Task :: Summarize the news report on the Chauncey Robinson murder trial in two sentences.

A Hillsborough County jury Thursday will resume deliberating the fate of a man accused of killing his 22-month-old son.
Chauncey Robinson, 27, is charged with murder and aggravated child abuse in the Feb. 13, 2008, slaying. He faces a mandatory life sentence if convicted of first-degree murder.
Jurors deliberated for about two hours today without reaching a verdict. They will resume at 8:30 a.m.
Chavon Robinson died within minutes of suffering brain swelling from repeated heavy blows to his head, a pathologist testified today.
"He has a swollen brain; a severe brain injury," said Leszek Chrostowski, a Hillsborough County associate medical examiner. "His brain injury caused his death."
Chrostowski said he found evidence of blows so severe that there were hemorrhages in both of the toddler's optic nerves.
Assistant State Attorney Kimberly Hindman said only Robinson had the opportunity to inflict all of the injuries.
"This is the day for justice for Chavon Robinson," she said in her closing argument.
Robinson didn't testify and the defense called no witnesses.
Instead, defense attorney Christopher Watson blamed his client's girlfriend, Tina Tillman, for the toddler's death. He said Robinson left the apartment he shared with Tillman to pawn some jewelry so the couple could pay their telephone bills.

Entries provided ::
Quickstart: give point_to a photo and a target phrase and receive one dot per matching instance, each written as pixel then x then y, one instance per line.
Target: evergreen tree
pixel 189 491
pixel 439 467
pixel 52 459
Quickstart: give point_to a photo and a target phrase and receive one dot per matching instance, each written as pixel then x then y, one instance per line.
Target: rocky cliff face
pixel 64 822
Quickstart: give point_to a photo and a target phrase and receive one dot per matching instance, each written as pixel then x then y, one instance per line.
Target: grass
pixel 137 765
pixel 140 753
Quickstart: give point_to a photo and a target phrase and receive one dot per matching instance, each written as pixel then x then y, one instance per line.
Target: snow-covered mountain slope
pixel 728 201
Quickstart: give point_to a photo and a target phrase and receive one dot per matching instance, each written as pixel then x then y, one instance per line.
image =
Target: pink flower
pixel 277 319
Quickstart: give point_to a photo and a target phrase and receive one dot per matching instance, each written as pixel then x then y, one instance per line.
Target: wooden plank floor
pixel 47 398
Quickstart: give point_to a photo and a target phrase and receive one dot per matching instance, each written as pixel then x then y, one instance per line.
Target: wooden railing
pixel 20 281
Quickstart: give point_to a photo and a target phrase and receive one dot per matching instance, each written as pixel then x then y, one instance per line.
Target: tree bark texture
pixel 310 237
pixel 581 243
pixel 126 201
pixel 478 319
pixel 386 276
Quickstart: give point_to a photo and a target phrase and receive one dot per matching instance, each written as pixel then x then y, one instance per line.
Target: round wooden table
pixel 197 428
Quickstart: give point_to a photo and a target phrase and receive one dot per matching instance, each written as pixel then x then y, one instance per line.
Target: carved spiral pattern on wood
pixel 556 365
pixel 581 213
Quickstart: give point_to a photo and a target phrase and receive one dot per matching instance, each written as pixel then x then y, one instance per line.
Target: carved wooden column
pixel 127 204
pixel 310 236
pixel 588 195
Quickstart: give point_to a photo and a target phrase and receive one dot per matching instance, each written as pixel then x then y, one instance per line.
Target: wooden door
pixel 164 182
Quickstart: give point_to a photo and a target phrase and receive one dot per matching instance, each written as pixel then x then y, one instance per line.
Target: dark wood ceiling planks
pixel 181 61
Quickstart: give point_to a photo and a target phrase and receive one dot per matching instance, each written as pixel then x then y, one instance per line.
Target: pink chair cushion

Answer to the problem :: A Hillsborough County jury deliberated for about two hours without reaching a verdict and will resume Thursday at 8:30 a.m. in the trial of Chauncey Robinson, 27, who is charged with murder and aggravated child abuse in the death of his 22-month-old son, Chavon. An associate medical examiner testified that the boy died of brain swelling from repeated heavy blows to the head, and the prosecutor argued that only Robinson had the opportunity to inflict the injuries, while the defense called no witnesses and blamed Robinson's girlfriend, Tina Tillman.